[Items from a data source]
☆ ☆ ☆ ☆ ☆
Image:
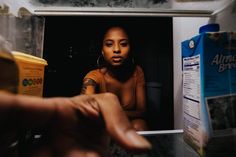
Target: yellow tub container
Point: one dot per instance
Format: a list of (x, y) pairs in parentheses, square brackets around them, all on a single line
[(31, 73)]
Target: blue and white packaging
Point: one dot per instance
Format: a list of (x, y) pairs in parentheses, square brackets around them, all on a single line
[(209, 93)]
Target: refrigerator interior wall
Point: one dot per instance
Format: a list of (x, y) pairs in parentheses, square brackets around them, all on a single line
[(25, 33)]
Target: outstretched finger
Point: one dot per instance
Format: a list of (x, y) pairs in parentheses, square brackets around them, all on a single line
[(118, 125)]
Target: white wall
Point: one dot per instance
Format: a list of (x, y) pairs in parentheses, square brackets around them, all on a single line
[(185, 28)]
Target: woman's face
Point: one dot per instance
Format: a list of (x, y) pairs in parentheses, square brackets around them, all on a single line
[(115, 46)]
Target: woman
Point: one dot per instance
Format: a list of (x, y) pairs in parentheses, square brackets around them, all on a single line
[(120, 76)]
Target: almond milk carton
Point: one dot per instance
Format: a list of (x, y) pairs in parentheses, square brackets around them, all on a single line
[(209, 93)]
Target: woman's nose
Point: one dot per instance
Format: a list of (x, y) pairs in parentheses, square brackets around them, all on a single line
[(116, 49)]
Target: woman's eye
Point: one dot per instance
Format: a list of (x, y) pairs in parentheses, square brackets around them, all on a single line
[(124, 44), (108, 44)]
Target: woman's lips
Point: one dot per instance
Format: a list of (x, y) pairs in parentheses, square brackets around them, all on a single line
[(117, 59)]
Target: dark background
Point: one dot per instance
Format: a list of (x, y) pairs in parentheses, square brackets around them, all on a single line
[(71, 48)]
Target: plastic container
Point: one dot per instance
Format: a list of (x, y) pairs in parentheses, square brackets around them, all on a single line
[(31, 73)]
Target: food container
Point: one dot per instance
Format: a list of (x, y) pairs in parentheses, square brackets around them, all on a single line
[(31, 73)]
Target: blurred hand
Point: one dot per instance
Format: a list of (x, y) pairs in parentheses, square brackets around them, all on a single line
[(80, 126)]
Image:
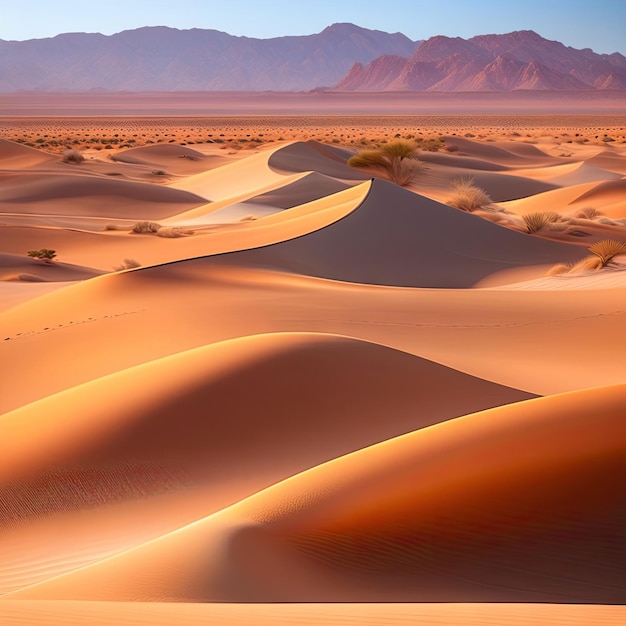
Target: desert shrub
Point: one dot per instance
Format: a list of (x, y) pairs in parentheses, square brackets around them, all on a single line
[(44, 254), (170, 232), (539, 220), (73, 156), (397, 160), (127, 264), (145, 227), (467, 196), (589, 213), (607, 249)]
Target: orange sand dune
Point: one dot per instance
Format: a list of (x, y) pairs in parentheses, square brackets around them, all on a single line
[(522, 503), (174, 159), (23, 268), (67, 194), (607, 196), (501, 155), (179, 425), (57, 613), (312, 156), (514, 338)]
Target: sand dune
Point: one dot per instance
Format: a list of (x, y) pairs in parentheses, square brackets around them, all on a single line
[(90, 195), (16, 156), (57, 613), (398, 238), (124, 435), (520, 503), (325, 390), (18, 268)]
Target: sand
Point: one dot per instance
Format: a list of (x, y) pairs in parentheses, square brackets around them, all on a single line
[(302, 383)]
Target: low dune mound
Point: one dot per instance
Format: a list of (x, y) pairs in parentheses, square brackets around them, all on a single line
[(399, 238), (72, 194), (24, 269), (312, 156), (464, 162), (608, 192), (568, 174), (17, 156), (311, 187), (322, 396), (173, 158), (500, 155), (522, 503)]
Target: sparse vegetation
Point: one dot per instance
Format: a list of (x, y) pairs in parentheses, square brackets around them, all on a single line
[(44, 254), (607, 249), (396, 160), (466, 196), (539, 220), (589, 213), (73, 156)]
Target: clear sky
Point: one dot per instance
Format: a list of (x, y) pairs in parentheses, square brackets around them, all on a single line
[(596, 24)]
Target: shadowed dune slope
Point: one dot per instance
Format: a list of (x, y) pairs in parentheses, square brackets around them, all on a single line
[(522, 503), (249, 411), (398, 238)]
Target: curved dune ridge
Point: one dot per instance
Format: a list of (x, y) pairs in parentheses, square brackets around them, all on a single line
[(180, 424), (312, 156), (522, 503), (398, 238), (315, 397)]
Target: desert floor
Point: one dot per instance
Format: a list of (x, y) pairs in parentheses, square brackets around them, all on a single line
[(301, 393)]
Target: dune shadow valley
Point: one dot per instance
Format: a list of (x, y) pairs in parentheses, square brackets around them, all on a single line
[(329, 358)]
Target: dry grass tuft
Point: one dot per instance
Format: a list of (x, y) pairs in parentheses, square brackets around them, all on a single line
[(73, 156), (466, 196), (539, 220), (607, 249), (396, 160)]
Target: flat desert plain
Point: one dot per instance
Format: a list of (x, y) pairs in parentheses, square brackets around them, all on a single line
[(257, 384)]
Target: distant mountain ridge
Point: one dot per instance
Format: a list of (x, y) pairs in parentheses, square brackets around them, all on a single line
[(521, 60), (342, 57), (167, 59)]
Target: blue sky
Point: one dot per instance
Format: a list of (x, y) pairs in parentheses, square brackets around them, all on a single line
[(596, 24)]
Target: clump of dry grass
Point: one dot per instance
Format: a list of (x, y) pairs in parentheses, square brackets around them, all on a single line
[(73, 156), (539, 220), (466, 196), (607, 249), (396, 159)]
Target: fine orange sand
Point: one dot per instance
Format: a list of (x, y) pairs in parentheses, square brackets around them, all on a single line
[(302, 394)]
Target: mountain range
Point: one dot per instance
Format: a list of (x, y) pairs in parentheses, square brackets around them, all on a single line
[(522, 60), (342, 57), (167, 59)]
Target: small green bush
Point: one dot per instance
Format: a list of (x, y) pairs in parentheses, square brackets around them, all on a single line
[(44, 254)]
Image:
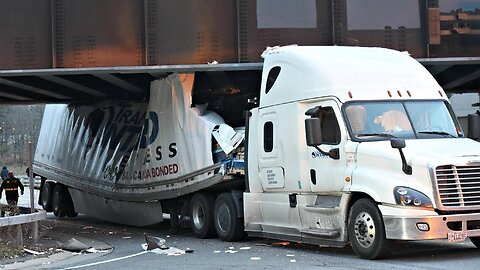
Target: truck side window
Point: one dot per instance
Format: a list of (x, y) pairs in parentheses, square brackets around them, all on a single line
[(271, 78), (268, 137), (330, 128)]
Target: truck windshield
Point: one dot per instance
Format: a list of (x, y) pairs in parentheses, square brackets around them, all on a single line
[(402, 119)]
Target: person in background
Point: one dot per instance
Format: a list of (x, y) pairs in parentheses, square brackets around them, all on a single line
[(11, 185), (4, 173)]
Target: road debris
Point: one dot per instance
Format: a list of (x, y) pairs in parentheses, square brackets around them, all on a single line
[(169, 251), (281, 244), (93, 250), (33, 252), (157, 245), (154, 242), (74, 245)]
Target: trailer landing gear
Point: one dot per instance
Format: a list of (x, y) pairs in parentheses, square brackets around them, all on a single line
[(228, 225)]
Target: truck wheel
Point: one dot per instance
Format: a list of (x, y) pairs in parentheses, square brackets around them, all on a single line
[(367, 231), (475, 241), (201, 215), (47, 196), (61, 201), (228, 225)]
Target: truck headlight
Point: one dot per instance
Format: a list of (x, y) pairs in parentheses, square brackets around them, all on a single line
[(411, 197)]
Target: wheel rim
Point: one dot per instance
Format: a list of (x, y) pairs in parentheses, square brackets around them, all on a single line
[(198, 214), (223, 218), (364, 229), (56, 201)]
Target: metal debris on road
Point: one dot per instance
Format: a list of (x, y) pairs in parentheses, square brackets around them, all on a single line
[(154, 242), (74, 245), (169, 251), (281, 244), (93, 250)]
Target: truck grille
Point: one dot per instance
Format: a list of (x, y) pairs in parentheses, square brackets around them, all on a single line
[(458, 186)]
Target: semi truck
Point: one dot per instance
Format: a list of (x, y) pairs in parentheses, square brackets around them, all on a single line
[(340, 145)]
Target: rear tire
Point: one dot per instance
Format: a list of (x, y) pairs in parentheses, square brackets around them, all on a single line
[(47, 191), (228, 225), (62, 204), (201, 215), (367, 231)]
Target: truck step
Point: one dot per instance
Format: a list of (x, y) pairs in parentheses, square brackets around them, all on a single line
[(331, 233)]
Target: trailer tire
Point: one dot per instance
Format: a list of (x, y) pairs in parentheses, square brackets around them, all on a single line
[(201, 215), (62, 204), (366, 230), (228, 225), (47, 191), (475, 241)]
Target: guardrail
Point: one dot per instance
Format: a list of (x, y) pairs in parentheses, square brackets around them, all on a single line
[(23, 217)]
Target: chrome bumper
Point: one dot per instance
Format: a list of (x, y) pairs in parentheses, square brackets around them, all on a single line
[(405, 228)]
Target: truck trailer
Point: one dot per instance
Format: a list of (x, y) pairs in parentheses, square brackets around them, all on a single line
[(340, 145)]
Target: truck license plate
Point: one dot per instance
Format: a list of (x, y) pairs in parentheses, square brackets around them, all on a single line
[(457, 236)]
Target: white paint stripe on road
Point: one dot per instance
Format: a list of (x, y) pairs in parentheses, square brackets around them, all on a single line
[(108, 261)]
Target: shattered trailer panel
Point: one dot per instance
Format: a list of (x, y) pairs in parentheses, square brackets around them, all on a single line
[(132, 151)]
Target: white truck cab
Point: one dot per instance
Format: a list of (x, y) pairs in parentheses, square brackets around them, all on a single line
[(357, 145)]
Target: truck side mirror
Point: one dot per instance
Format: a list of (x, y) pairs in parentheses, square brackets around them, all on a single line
[(397, 143), (313, 130), (473, 126)]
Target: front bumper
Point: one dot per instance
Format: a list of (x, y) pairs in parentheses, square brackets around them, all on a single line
[(440, 226)]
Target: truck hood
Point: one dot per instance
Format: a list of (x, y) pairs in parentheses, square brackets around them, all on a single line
[(422, 152), (378, 167)]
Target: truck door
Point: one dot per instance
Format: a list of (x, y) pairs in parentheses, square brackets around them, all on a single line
[(328, 174), (279, 216)]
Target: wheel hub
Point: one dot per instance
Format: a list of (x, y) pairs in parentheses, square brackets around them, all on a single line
[(364, 229)]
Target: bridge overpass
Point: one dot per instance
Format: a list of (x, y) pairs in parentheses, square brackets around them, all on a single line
[(75, 51)]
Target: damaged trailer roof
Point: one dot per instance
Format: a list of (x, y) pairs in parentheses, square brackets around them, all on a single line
[(455, 75)]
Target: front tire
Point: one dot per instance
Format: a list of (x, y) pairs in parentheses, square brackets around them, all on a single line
[(228, 225), (201, 215), (366, 230)]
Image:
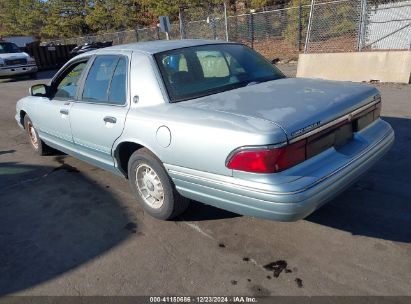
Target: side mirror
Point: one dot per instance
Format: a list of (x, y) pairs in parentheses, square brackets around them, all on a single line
[(39, 90)]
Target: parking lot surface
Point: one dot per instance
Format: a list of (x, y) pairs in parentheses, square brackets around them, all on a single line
[(68, 228)]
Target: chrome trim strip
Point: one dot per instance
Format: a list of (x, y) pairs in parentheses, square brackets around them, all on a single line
[(223, 183), (375, 101)]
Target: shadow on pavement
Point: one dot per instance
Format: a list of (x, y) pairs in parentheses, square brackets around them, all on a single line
[(201, 212), (379, 204), (51, 221)]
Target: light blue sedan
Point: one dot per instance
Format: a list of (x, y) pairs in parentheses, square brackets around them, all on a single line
[(210, 121)]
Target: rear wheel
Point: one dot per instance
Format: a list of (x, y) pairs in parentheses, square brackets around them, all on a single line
[(153, 187), (36, 143)]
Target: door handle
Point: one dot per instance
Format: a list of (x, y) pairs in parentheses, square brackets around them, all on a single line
[(110, 119)]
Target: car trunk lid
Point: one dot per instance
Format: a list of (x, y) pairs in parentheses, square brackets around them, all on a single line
[(296, 105)]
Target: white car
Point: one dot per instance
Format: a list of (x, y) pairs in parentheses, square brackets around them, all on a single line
[(14, 62)]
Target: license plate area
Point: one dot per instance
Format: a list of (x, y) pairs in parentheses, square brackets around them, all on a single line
[(335, 138)]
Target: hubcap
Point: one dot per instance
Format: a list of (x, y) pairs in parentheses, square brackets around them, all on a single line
[(32, 135), (149, 186)]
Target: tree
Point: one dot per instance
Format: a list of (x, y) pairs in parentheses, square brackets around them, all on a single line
[(65, 18)]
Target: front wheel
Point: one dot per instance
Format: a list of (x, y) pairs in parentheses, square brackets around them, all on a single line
[(153, 187), (36, 143)]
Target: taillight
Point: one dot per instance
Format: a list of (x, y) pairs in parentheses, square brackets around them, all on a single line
[(272, 160), (268, 160)]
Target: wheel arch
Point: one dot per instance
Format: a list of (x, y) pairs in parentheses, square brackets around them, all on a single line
[(123, 152)]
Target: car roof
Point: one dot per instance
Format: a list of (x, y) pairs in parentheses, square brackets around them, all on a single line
[(158, 46)]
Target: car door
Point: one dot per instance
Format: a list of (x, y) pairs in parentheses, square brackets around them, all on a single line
[(97, 118), (52, 115)]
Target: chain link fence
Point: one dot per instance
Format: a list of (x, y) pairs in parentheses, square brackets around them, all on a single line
[(358, 25), (284, 31)]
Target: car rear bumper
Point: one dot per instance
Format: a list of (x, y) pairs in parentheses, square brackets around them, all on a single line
[(311, 184), (17, 70)]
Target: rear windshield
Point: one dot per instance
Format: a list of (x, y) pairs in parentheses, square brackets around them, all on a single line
[(8, 47), (209, 69)]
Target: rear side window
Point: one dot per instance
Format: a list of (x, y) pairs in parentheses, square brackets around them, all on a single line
[(117, 93), (67, 87), (106, 81)]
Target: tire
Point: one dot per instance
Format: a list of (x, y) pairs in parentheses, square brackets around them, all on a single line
[(153, 187), (35, 142)]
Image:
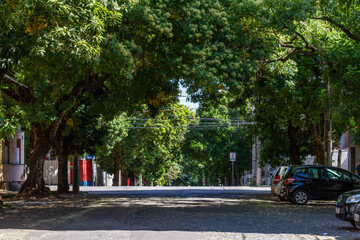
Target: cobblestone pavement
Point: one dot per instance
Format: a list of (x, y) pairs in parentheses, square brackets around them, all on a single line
[(171, 213)]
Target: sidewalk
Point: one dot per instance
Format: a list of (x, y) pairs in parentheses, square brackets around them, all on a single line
[(6, 193)]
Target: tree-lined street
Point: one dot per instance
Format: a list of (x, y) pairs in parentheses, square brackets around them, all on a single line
[(171, 213)]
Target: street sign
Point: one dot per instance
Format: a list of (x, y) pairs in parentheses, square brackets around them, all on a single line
[(232, 157)]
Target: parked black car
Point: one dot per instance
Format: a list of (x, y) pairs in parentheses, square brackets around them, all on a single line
[(347, 207), (302, 183), (277, 187), (357, 214)]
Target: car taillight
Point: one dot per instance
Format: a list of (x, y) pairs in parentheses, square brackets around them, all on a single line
[(277, 179), (289, 180)]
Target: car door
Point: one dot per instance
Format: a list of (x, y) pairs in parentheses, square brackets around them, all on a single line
[(338, 182), (356, 181), (319, 183)]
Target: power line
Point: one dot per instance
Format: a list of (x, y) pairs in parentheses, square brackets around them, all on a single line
[(194, 126)]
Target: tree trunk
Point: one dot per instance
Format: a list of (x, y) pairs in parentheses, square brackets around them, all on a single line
[(117, 161), (34, 184), (320, 153), (124, 177), (62, 153), (339, 158), (237, 174), (294, 147)]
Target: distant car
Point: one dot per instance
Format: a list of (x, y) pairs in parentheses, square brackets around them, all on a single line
[(276, 186), (302, 183), (347, 207)]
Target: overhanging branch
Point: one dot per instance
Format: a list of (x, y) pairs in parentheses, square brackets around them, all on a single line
[(343, 28)]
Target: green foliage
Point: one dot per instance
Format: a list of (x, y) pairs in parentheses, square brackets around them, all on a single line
[(207, 149), (148, 146)]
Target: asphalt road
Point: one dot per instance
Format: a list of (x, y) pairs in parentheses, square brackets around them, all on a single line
[(171, 213)]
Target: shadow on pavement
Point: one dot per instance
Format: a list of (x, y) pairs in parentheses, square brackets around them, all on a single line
[(242, 212)]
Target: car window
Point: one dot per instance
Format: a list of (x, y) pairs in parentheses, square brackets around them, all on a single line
[(337, 174), (316, 172), (346, 176), (356, 179), (333, 174), (277, 171), (300, 172), (322, 172)]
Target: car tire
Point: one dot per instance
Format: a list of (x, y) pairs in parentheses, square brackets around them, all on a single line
[(300, 197), (282, 198), (356, 224)]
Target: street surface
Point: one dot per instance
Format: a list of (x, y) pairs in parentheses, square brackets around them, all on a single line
[(194, 213)]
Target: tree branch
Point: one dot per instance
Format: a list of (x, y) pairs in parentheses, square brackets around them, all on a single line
[(343, 28)]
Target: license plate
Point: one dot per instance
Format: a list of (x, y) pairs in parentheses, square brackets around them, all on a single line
[(337, 210)]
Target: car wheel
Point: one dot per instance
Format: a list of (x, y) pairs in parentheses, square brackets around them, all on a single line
[(300, 197), (356, 224)]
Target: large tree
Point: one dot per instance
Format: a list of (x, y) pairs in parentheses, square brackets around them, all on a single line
[(55, 54)]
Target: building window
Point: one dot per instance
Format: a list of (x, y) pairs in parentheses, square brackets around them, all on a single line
[(6, 155)]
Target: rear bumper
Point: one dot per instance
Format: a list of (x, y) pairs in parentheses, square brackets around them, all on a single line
[(345, 212)]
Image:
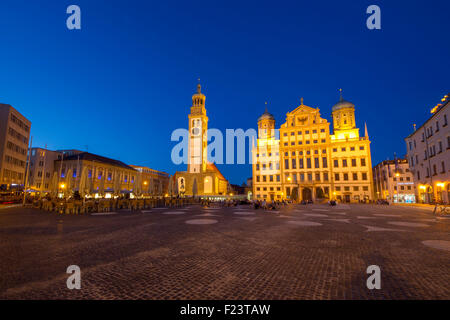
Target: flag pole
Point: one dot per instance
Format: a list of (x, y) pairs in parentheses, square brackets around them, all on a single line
[(26, 172)]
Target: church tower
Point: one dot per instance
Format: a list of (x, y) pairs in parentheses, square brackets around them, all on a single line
[(343, 115), (266, 125), (198, 133), (344, 123)]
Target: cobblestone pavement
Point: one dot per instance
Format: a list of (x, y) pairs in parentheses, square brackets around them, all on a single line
[(299, 252)]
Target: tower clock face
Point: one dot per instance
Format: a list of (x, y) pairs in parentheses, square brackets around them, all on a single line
[(195, 131)]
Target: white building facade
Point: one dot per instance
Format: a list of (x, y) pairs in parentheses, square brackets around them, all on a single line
[(394, 182), (428, 154)]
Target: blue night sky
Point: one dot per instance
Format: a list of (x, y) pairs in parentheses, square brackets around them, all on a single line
[(124, 82)]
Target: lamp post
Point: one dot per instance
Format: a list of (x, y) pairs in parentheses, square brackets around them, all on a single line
[(397, 175)]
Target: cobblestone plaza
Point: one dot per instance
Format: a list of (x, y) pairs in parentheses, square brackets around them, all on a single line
[(298, 252)]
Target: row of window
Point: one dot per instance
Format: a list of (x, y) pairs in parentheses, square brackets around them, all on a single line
[(13, 133), (403, 188), (344, 149), (20, 123), (302, 164), (11, 174), (354, 188), (434, 170), (300, 132), (429, 132), (99, 175), (352, 161), (430, 153), (295, 178), (15, 148), (14, 161), (306, 142)]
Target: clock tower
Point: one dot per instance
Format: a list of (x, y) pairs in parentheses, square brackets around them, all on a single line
[(198, 133)]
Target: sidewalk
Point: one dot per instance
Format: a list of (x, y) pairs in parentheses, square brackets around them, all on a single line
[(415, 205), (6, 206)]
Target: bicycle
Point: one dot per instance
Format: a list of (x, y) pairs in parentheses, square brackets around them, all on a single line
[(441, 210)]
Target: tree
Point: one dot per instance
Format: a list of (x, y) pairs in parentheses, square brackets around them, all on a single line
[(294, 193), (320, 193)]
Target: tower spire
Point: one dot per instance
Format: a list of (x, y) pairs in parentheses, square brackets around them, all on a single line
[(199, 86), (366, 133)]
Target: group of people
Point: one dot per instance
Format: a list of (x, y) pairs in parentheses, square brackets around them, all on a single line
[(269, 205)]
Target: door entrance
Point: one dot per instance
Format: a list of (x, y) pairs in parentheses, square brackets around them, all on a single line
[(306, 194)]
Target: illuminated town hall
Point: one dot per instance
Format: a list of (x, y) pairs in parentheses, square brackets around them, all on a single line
[(201, 177), (307, 162)]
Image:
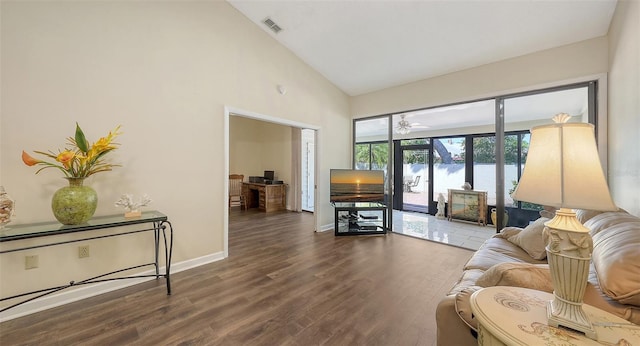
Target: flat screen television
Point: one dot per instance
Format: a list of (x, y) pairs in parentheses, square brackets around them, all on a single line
[(350, 185)]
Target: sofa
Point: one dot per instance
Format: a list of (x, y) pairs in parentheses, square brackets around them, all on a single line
[(517, 257)]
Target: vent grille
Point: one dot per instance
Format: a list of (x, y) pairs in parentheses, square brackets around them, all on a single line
[(272, 25)]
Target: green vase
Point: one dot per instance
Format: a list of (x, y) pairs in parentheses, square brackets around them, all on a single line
[(74, 204)]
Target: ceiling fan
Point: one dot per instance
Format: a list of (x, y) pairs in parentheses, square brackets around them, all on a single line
[(404, 126)]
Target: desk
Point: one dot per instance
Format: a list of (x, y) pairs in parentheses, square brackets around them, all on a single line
[(46, 230), (518, 316), (266, 197)]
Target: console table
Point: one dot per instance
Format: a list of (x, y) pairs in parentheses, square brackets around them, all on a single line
[(468, 205), (150, 221), (266, 197), (518, 316)]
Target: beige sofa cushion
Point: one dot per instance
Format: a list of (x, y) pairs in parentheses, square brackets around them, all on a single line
[(531, 239), (463, 306), (497, 250), (616, 255), (534, 276)]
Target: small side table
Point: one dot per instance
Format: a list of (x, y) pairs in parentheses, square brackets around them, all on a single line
[(518, 316)]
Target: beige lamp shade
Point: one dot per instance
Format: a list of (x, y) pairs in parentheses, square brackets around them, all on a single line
[(563, 169)]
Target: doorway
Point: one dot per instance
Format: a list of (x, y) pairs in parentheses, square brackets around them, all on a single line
[(293, 188), (307, 169)]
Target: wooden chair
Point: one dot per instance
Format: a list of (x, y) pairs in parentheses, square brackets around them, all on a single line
[(236, 198)]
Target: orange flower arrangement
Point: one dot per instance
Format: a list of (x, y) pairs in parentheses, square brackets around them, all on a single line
[(81, 159)]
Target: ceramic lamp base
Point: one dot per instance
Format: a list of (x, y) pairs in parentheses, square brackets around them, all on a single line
[(569, 247)]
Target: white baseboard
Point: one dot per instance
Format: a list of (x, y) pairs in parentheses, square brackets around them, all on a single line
[(88, 291), (325, 228)]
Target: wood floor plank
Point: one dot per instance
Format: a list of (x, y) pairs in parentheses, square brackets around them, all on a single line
[(283, 284)]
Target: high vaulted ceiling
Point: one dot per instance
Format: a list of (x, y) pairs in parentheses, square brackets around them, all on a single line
[(364, 46)]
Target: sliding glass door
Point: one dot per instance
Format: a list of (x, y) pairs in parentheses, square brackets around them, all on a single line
[(483, 143), (372, 151)]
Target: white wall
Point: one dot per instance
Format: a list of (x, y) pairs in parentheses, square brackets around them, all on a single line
[(165, 71), (624, 106), (569, 62)]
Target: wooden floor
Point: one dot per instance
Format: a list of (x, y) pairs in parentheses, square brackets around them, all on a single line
[(282, 284)]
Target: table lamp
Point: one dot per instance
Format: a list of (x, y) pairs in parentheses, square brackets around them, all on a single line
[(563, 170)]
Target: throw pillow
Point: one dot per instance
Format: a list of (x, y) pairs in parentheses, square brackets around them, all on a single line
[(534, 276), (531, 240)]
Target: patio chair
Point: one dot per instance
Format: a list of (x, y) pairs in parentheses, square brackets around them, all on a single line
[(413, 183)]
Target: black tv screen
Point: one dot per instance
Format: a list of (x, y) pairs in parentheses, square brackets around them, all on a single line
[(350, 185)]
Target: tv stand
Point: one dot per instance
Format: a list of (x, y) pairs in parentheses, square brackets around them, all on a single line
[(355, 218)]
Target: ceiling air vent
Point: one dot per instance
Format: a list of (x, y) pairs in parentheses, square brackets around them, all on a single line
[(272, 25)]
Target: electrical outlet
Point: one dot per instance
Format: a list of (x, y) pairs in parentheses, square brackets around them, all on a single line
[(31, 262), (83, 251)]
☆ ☆ ☆ ☆ ☆
**Exercise task**
Put the data running from the line containing "Target: woman's face" down through the line containing "[(115, 46)]" into a two-column CSV with headers input and output. Place the text in input and its answer in output, quote each field, and replace line breaks with spaces.

**Output for this exercise**
input,output
"Target: woman's face Point: one dot per instance Format: a list of (x, y) pairs in parentheses, square brackets around them, all on a single line","[(115, 46)]"